Your goal. The records that follow must be repeated verbatim, every one of them.

[Stored items from a collection]
==========

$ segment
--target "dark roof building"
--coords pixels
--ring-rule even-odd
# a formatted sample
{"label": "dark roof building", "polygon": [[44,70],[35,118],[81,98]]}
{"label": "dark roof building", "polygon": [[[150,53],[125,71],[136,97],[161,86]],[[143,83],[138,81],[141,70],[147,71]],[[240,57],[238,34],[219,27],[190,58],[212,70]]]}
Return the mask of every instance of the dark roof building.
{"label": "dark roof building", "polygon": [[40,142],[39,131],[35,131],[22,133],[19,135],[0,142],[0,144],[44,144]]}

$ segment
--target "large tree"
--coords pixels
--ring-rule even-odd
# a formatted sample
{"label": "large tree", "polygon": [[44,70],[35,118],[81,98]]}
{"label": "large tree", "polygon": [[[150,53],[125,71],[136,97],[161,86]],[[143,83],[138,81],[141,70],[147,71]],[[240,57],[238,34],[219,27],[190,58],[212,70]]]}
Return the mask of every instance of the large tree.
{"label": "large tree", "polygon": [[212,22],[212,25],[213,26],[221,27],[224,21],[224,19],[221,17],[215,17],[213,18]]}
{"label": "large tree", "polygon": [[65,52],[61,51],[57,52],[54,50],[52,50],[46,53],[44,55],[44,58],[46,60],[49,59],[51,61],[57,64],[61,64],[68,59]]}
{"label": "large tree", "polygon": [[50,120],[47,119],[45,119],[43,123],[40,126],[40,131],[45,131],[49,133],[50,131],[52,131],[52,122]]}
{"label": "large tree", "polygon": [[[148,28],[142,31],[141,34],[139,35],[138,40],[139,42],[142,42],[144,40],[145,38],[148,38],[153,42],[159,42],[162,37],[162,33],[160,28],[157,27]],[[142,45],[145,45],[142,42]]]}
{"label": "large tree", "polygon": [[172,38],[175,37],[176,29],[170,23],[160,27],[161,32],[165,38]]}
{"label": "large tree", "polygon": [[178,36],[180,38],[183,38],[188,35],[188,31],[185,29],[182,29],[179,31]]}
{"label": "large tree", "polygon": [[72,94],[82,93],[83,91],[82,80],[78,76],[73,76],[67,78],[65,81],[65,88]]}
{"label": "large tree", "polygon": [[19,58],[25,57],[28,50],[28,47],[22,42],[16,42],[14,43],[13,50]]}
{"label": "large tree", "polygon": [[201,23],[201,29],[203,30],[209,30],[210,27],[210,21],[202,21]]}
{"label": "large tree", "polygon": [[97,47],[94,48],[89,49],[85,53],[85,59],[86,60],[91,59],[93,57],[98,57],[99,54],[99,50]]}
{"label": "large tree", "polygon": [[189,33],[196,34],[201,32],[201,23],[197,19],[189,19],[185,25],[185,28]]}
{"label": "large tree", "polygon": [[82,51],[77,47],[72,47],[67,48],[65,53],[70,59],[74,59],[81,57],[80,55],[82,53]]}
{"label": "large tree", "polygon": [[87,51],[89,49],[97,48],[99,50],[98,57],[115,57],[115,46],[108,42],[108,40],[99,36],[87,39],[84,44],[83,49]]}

==========

The response.
$ segment
--target "dark roof building"
--coords pixels
--ring-rule even-odd
# a formatted sample
{"label": "dark roof building", "polygon": [[44,70],[35,118],[81,98]]}
{"label": "dark roof building", "polygon": [[[150,53],[125,71],[136,97],[161,86]],[[143,83],[138,81],[141,70],[147,71]],[[240,57],[238,34],[219,27],[190,58],[212,70]]]}
Return the mask of every instance of the dark roof building.
{"label": "dark roof building", "polygon": [[40,142],[39,131],[35,131],[22,133],[19,135],[0,142],[0,144],[44,144]]}

$ segment
--target "large tree"
--coords pixels
--ring-rule even-odd
# a formatted sample
{"label": "large tree", "polygon": [[44,70],[35,118],[81,98]]}
{"label": "large tree", "polygon": [[[150,53],[125,71],[136,97],[161,86]],[[143,83],[138,81],[141,70],[147,71]],[[240,57],[238,34],[219,27],[190,58],[212,70]]]}
Return the mask of every instance of the large tree.
{"label": "large tree", "polygon": [[212,22],[212,25],[213,26],[221,27],[224,21],[224,19],[221,17],[215,17],[213,18]]}
{"label": "large tree", "polygon": [[65,52],[61,51],[57,52],[54,50],[52,50],[46,53],[44,55],[44,58],[46,60],[49,59],[51,61],[57,64],[61,64],[68,59]]}
{"label": "large tree", "polygon": [[50,120],[47,119],[45,119],[43,123],[40,126],[40,131],[45,131],[49,133],[50,131],[52,131],[52,122]]}
{"label": "large tree", "polygon": [[[148,28],[142,31],[141,34],[139,35],[138,40],[139,42],[142,42],[144,40],[145,38],[148,38],[153,42],[159,42],[162,37],[162,33],[160,28],[157,27]],[[142,45],[145,45],[142,42]]]}
{"label": "large tree", "polygon": [[172,38],[175,37],[176,29],[170,23],[160,27],[161,32],[165,38]]}
{"label": "large tree", "polygon": [[178,36],[180,38],[183,38],[188,35],[188,31],[185,29],[182,29],[179,31]]}
{"label": "large tree", "polygon": [[72,94],[82,93],[83,91],[82,80],[78,76],[73,76],[67,78],[65,81],[65,88]]}
{"label": "large tree", "polygon": [[19,58],[25,57],[28,50],[28,47],[22,42],[16,42],[14,43],[13,50]]}
{"label": "large tree", "polygon": [[201,23],[201,29],[203,30],[209,30],[210,27],[210,21],[202,21]]}
{"label": "large tree", "polygon": [[97,47],[94,48],[89,49],[85,53],[85,59],[86,60],[91,59],[93,57],[98,57],[99,54],[99,50]]}
{"label": "large tree", "polygon": [[189,33],[196,34],[201,32],[201,23],[197,19],[189,19],[185,25],[185,28]]}
{"label": "large tree", "polygon": [[82,51],[77,47],[72,47],[67,48],[65,53],[70,59],[74,59],[81,57],[80,55],[82,53]]}
{"label": "large tree", "polygon": [[87,51],[89,49],[97,48],[99,50],[98,57],[115,57],[115,46],[108,42],[108,40],[99,36],[87,39],[84,44],[83,49]]}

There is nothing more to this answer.